:: Provided material

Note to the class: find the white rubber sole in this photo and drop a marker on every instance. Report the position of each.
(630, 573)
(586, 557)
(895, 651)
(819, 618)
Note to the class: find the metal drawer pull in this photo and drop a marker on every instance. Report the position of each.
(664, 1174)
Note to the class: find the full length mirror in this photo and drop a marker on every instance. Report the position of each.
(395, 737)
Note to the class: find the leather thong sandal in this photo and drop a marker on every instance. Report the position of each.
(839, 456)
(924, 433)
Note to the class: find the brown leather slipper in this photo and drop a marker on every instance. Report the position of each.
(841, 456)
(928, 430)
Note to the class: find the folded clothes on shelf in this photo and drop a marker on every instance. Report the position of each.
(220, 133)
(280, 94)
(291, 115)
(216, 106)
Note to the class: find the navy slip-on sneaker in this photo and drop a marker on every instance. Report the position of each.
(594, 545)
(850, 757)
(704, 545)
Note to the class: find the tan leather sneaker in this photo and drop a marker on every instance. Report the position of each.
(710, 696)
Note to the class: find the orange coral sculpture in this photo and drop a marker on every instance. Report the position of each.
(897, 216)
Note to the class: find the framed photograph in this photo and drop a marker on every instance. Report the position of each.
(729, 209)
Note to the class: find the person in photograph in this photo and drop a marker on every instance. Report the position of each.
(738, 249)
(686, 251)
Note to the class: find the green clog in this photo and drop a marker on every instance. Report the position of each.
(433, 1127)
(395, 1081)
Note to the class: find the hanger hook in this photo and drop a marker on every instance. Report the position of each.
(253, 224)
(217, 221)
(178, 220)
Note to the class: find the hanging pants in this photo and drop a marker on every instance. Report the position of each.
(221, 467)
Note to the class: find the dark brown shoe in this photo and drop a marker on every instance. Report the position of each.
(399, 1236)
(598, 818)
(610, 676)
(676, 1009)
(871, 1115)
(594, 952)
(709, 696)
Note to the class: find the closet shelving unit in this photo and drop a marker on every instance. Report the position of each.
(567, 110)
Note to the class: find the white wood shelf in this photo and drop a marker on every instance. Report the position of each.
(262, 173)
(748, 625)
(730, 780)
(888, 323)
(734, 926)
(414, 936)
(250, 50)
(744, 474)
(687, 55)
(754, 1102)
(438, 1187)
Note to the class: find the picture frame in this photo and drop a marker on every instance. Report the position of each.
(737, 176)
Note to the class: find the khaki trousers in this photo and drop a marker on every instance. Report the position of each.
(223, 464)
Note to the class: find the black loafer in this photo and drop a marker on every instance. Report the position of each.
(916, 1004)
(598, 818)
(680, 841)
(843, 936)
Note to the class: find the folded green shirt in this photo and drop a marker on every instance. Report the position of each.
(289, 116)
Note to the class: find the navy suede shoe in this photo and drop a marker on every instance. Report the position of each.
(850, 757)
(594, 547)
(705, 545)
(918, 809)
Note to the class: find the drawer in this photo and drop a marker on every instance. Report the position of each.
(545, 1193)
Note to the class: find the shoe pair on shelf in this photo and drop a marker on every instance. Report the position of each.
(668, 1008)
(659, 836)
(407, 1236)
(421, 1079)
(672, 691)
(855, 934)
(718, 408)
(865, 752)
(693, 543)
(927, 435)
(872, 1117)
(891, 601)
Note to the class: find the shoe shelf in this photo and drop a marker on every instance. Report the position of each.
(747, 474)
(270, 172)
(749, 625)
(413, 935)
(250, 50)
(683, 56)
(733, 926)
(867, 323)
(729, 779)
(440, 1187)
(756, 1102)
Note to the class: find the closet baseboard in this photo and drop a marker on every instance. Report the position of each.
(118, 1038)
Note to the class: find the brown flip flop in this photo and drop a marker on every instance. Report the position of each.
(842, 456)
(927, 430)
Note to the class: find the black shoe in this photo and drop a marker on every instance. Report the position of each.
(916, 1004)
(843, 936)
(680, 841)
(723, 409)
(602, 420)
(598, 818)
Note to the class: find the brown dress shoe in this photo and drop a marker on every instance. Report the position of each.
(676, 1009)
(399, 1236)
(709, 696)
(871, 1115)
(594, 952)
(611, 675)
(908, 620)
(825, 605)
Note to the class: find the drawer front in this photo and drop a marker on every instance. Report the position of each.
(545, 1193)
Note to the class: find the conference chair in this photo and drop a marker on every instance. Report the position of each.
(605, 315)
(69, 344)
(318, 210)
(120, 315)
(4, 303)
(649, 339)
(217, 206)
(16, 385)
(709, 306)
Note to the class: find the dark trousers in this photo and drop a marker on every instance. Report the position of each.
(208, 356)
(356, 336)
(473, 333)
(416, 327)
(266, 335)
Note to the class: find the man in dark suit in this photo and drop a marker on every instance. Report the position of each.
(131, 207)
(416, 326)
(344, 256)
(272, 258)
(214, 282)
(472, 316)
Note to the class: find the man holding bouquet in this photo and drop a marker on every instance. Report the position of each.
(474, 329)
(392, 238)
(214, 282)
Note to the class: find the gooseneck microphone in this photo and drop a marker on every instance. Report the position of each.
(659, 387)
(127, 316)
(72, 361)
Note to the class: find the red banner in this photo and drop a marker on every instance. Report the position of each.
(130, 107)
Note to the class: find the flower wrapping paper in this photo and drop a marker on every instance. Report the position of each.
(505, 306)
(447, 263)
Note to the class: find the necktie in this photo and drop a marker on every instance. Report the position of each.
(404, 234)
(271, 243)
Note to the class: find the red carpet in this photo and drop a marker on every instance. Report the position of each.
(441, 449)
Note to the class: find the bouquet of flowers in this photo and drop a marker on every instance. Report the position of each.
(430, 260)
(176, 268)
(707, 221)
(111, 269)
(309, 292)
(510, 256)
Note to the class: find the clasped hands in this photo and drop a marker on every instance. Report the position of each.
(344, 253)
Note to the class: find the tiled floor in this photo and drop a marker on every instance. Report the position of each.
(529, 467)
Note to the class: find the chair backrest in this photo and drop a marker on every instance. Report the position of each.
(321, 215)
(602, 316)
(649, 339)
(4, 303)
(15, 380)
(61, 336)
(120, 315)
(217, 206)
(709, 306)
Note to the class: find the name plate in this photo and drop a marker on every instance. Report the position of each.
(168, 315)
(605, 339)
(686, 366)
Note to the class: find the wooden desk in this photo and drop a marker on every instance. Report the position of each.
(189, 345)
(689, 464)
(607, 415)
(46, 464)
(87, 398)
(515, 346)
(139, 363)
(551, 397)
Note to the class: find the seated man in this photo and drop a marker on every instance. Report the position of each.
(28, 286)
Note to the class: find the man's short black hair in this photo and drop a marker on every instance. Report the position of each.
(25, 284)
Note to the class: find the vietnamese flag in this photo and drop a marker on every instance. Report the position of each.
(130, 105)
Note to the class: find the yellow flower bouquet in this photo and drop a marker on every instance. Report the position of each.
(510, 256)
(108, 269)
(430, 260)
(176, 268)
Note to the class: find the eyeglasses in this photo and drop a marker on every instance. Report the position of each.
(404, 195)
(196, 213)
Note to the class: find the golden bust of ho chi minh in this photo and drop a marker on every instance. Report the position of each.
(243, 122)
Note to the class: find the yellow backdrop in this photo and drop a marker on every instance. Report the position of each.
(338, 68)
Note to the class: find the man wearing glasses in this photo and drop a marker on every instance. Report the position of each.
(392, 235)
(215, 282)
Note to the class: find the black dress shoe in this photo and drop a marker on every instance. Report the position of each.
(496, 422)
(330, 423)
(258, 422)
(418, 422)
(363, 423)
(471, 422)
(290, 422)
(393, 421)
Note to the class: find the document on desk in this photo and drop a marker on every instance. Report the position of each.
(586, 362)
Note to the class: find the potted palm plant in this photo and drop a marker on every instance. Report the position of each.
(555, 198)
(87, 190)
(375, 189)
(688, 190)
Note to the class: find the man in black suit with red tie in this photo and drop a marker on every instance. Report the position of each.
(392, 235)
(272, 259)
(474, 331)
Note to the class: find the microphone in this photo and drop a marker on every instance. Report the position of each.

::::

- What is being asked
Whatever the entries say, repeat all of them exactly.

- Exercise response
Note to the class: find the white rubber sole in this photo and drop a marker on every instance. Report the position of each.
(630, 573)
(586, 557)
(895, 651)
(819, 618)
Note to the class: find the metal drawer pull in this photo and drop a marker on every instance. Report the position of each.
(664, 1174)
Note to the class: find the full length mirror in this photo and drop a marker on every instance. Report the position of each.
(395, 737)
Note to the class: find the leather thong sandal in this photo and drop a marker on every instance. Report the position of each.
(839, 456)
(924, 433)
Note to the class: find the brown leather slipper in this photo and drop a marker on every instance. Report the position of each.
(841, 456)
(928, 430)
Note to the class: find the folded clothes on shelf in this photo and drop a marker on every instance. Report the position of each.
(220, 133)
(280, 94)
(291, 115)
(216, 106)
Note to the class: find the navy slip-on sneaker in this photo and drop a marker on every instance. Report the position of each.
(594, 545)
(850, 757)
(704, 545)
Note to the class: find the tan leather sneaker in this photo and drop a marker on every instance. Report the position of each.
(710, 696)
Note to the class: find the orange coral sculpture in this photo and drop a marker on every instance. Report the position of each.
(897, 216)
Note to the class: find the framed photograph in this photo and drop a marker on every instance. Report the position of each.
(729, 209)
Note to the class: find the person in photograph in this photo and drop a marker on every instance. Report the position of each.
(738, 249)
(686, 251)
Note to the class: find the green clog in this photo and drop a marker on every instance. Report the position of each.
(433, 1127)
(395, 1081)
Note to the class: find the hanger hook in this photo and drop a marker on every instance. Report the position of each.
(253, 224)
(217, 221)
(178, 220)
Note to the class: find the hanging pants in this photo and drop a marker on every instance. Report the position of each.
(221, 467)
Note to the class: find the dark brown shoe in this photo and drop a marker on every instance. Report the position of each.
(399, 1236)
(598, 818)
(610, 676)
(676, 1009)
(871, 1115)
(594, 952)
(709, 696)
Note to the class: find the closet shelving unit in this photo and drop a marker on every instance. Report the position of each.
(567, 110)
Note to the class: find the white wood shelf in this photo and drop a marker on every instance. Report the position of each.
(262, 173)
(748, 625)
(730, 780)
(888, 323)
(734, 926)
(414, 936)
(250, 50)
(744, 474)
(687, 55)
(754, 1102)
(438, 1187)
Note to the class: find the picture frame in this photo and drop a marker on every instance. Report the position of each.
(737, 176)
Note to the class: find the khaki trousers in this photo and drop a marker on every instance. Report the position of each.
(223, 464)
Note to the class: find the black loafer in this photo and drop a marker on every instance. Report the position of each.
(916, 1004)
(598, 818)
(680, 841)
(843, 936)
Note to the class: find the folded green shirt in this photo and drop a marker on every instance. Report the position of each.
(289, 116)
Note to the class: find the navy suede shoe in this photo and drop a marker on every instance. Report the position of each.
(850, 757)
(594, 547)
(705, 545)
(918, 809)
Note to the class: find the drawer in this photo and drop a marker on every instance. Report the position of each.
(545, 1193)
Note to the class: find the shoe pair on shelf in this photo and drop a marker on every instance. Report the position of each.
(668, 1008)
(659, 836)
(407, 1236)
(421, 1079)
(672, 691)
(855, 934)
(718, 408)
(865, 752)
(693, 543)
(927, 435)
(872, 1117)
(891, 601)
Note to the class: find the shoe shelf in this photo and drop a marker on every instance. Report the position of each.
(747, 474)
(270, 172)
(749, 625)
(413, 935)
(250, 50)
(683, 56)
(733, 926)
(867, 323)
(729, 779)
(440, 1187)
(756, 1102)
Note to the class: find the closet baseboard in this photo and drop a marker on every instance. Report the position of each.
(118, 1038)
Note to the class: find the brown flip flop in this photo and drop a marker on every instance. Report the position of each.
(842, 456)
(927, 430)
Note to the class: find the black shoe in this photo and drop a marker on every instance. Report the position of each.
(916, 1004)
(843, 936)
(680, 841)
(723, 409)
(602, 420)
(598, 818)
Note to the class: find the brown dress shoe in this photo and drop a marker on every instance. Report the position of each.
(676, 1009)
(399, 1236)
(709, 696)
(871, 1115)
(594, 952)
(611, 675)
(908, 620)
(825, 605)
Note to the class: find the drawer front in this photo and drop a marker on every instance. Report the position of each.
(545, 1193)
Note to the class: find the conference chair in this photo and drop a marker on every instance. Report the position of each.
(605, 315)
(69, 344)
(318, 210)
(120, 315)
(4, 303)
(649, 339)
(217, 206)
(16, 385)
(709, 306)
Note to the class: find the dark trousers in this photo and drop a marker on every instance. Report the position of each.
(208, 356)
(356, 336)
(473, 333)
(416, 327)
(266, 335)
Note to the class: find the man in dark suit in this photo and drop a marker on every instance. Report the position of each.
(131, 207)
(416, 326)
(344, 256)
(272, 258)
(214, 282)
(472, 316)
Note to the class: find the man holding bouquet in this photo and drop a marker on every instance. Report the position of each.
(474, 329)
(392, 238)
(214, 282)
Note to the class: find the gooseneck microphone in this photo and drop a marker on every instance. Report the position of each.
(659, 387)
(127, 316)
(72, 361)
Note to the class: find the red banner in this photo and drop a marker on every instance. Report the position of each.
(130, 107)
Note to the class: find the flower wrapping paper in this photo and drop a marker on every instance. Report the position of each.
(505, 306)
(447, 263)
Note to the class: find the necktie in this photo and drop a marker on every instance. Report the position of each.
(404, 234)
(271, 243)
Note to the class: find the red carpet in this photo and drop a marker on every instance. Report the position of each.
(441, 449)
Note to the class: find the bouquet of flowers in this photo and drop a marker on every instance. Report the position of each.
(430, 260)
(176, 268)
(707, 221)
(111, 269)
(309, 292)
(510, 256)
Note to the class: find the clasped hands in this photo and drop a marker on every instance. Report the position of each.
(344, 253)
Note to the class: find the tiled floor in this photo and drop a marker on every instance. Report the position of each.
(529, 467)
Note to the class: find the chair backrest in this photo and drop a marker on every instance. Report the position of each.
(321, 215)
(602, 316)
(649, 339)
(4, 303)
(15, 380)
(61, 336)
(120, 315)
(217, 206)
(709, 306)
Note to the class: find the name plate in this photo and drop a marker on every instance. Report the position of each.
(168, 315)
(605, 339)
(686, 366)
Note to the class: find the wooden desk in this photo and drop a marker on every instance. Report the position of each.
(189, 345)
(689, 464)
(607, 415)
(46, 464)
(87, 398)
(515, 346)
(139, 363)
(551, 397)
Note to the class: find the seated man in this photo and drop a marker on every instance. Report the position of each.
(28, 286)
Note to the class: find the man's short black hair in this photo and drop a marker on every instance. Report the position of each.
(25, 284)
Note to the class: find the vietnamese flag in this photo and drop a marker on every instance. Report the position of each.
(130, 105)
Note to the class: find the yellow flower bouquet in this photo and drop a marker on every instance. Report the position of each.
(510, 256)
(108, 269)
(430, 260)
(176, 268)
Note to the class: find the eyeglasses in this photo and drop a marker on every instance. Report the position of each.
(404, 195)
(196, 213)
Note to the class: find the golden bust of ho chi minh in this photo and drop a marker on every instance. Report the position of each.
(243, 122)
Note to the class: find the yellow backdrop in this photo and drop a marker on every instance. Report the position of each.
(338, 68)
Note to the class: find the man wearing glasses in this photo and drop a marker on every instance. Report the position of each.
(392, 235)
(215, 282)
Note to the class: find the black dress shoe in this photo and drop a marker on every instance. Report the position of each.
(496, 422)
(330, 423)
(258, 422)
(418, 422)
(363, 423)
(471, 422)
(290, 422)
(393, 421)
Note to the class: find the document on desk in this photo and drop a marker on every instance. Report the position of each.
(586, 362)
Note to the class: find the potted palm plant in this photo and drop a marker on every instance. Report the position of each.
(555, 198)
(87, 190)
(375, 189)
(688, 190)
Note to the class: find the man in black suit with red tie in this photo and drop a marker on every instance. Report the position of each.
(392, 235)
(272, 259)
(474, 331)
Note to the class: find the microphone in this photo and drop a marker on every instance. Report the position of each.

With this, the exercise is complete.